PROBLEM STATEMENT: For the entries below, the expected answer is the line with "column 1024, row 642", the line with "column 683, row 439", and every line between them, exactly as written, and nothing more.

(DATA FOR THIS TASK Opens)

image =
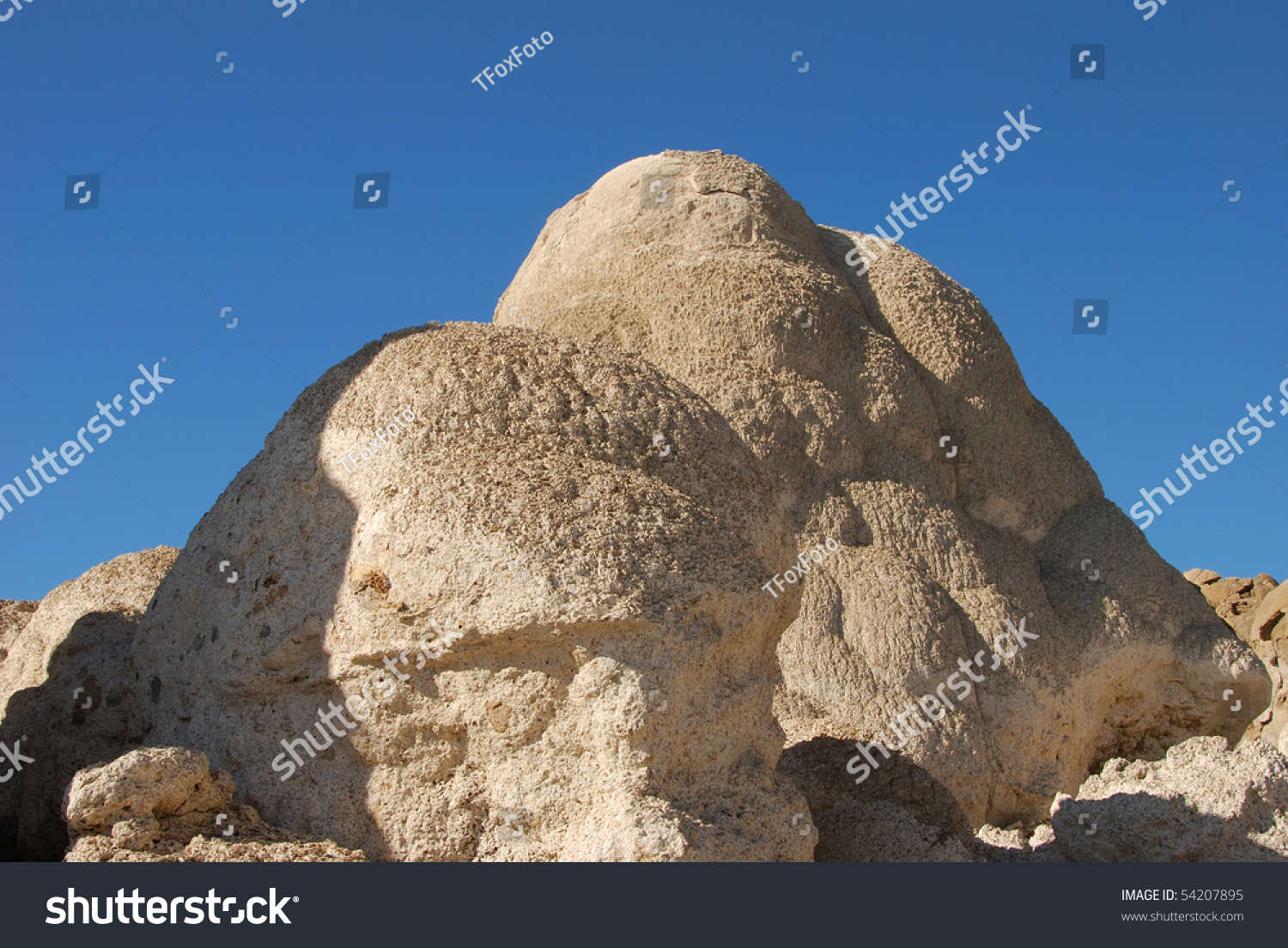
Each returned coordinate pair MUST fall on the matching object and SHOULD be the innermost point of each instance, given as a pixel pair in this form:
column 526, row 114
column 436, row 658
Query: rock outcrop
column 893, row 417
column 902, row 814
column 15, row 616
column 70, row 695
column 527, row 572
column 1202, row 803
column 164, row 804
column 1255, row 610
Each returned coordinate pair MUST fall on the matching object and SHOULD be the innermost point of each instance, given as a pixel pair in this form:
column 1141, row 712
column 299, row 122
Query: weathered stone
column 592, row 549
column 894, row 419
column 1202, row 803
column 70, row 695
column 164, row 804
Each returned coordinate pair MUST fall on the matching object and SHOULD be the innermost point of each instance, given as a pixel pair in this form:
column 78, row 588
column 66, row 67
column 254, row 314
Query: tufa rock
column 1254, row 610
column 1202, row 803
column 164, row 804
column 70, row 695
column 540, row 589
column 894, row 419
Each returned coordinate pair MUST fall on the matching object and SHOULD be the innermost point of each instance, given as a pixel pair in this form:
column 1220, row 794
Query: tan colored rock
column 878, row 831
column 592, row 548
column 893, row 417
column 1267, row 623
column 902, row 814
column 1202, row 803
column 15, row 616
column 1254, row 610
column 1236, row 600
column 70, row 695
column 164, row 804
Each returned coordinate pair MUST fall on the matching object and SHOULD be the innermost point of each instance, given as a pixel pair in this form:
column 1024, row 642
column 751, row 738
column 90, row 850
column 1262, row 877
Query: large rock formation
column 520, row 579
column 894, row 419
column 1202, row 803
column 70, row 696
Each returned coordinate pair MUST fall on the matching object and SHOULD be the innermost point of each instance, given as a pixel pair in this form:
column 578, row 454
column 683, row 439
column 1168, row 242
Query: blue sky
column 236, row 190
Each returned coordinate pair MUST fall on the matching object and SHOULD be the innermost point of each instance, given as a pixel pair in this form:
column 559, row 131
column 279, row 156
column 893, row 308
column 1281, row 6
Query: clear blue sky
column 236, row 190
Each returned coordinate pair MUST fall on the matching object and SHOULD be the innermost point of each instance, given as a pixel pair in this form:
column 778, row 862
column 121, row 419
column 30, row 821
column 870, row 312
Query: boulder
column 902, row 814
column 1267, row 623
column 1254, row 610
column 15, row 616
column 1202, row 803
column 164, row 804
column 70, row 695
column 894, row 420
column 528, row 574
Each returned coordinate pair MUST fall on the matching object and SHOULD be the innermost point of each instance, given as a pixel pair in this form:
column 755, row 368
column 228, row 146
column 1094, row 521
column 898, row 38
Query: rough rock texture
column 901, row 814
column 599, row 535
column 1255, row 610
column 1202, row 803
column 70, row 695
column 164, row 804
column 1018, row 845
column 894, row 419
column 15, row 616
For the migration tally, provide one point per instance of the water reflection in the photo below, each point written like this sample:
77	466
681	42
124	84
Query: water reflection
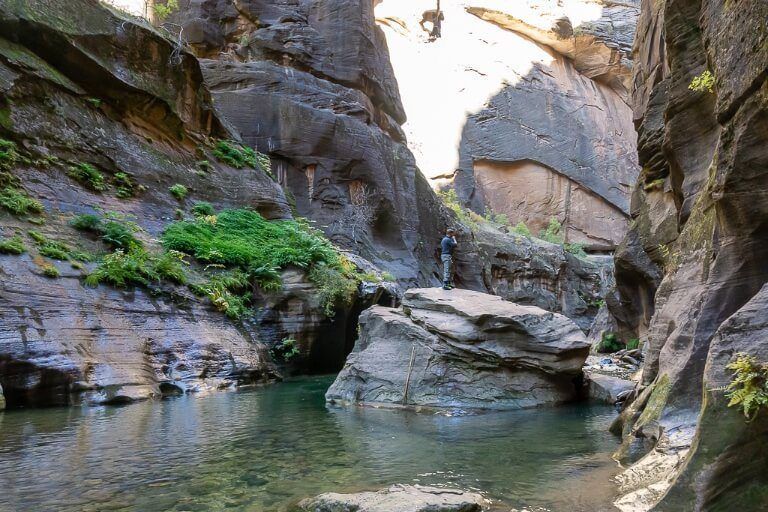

(DATA FOR THIS TASK Closes)

SOLUTION:
column 1024, row 642
column 751, row 738
column 90, row 850
column 1262, row 877
Query: large rock formation
column 520, row 579
column 894, row 419
column 1202, row 803
column 70, row 696
Each returned coordinate pair MUST fall on the matching object and SHOULD be the innermost point of each instance, given as a pixel pair in this form:
column 578, row 454
column 683, row 439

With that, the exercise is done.